## Text block
= Beginning of Section =

Daniel now lives and works in Los Angeles Ca. Still drawing from memories of being cooked by the desert sun.
Sergio Miguel
Sergio Miguel (Mexicali, 1992) is a Mexican-born artist based in Los Angeles, California. His work takes on New Objectivity portraiture technique while examining Latino and queer identities.
After completing studies in Art History and Criticism in San Diego and Paris, he lived in Santiago, Chile where he began work on his current portrait series.
In 2017, Sergio Miguel moved his studio to L.A., where he now resides
Ana Lopez Escobedo
Ana Lopez Escobedo is a Tijuana-raised artist and visual designer based in Brooklyn, New York. Ana's work captures the juxtaposition of cultures that defined her experience growing up in Tijuana: Her collages merge original photography of Baja and Southern California landscapes with imagery from non-native locations – creating "blended" environments reflective of both Mexico and America.

= End of Section =

## Supplied information
= Beginning of Section =

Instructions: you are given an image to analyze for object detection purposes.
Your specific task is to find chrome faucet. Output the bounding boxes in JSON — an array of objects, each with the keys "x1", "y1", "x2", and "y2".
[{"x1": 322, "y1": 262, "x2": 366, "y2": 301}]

= End of Section =

Reproduce word for word the portion of the artist biographies between "After completing studies" and "current portrait series.", inclusive.

After completing studies in Art History and Criticism in San Diego and Paris, he lived in Santiago, Chile where he began work on his current portrait series.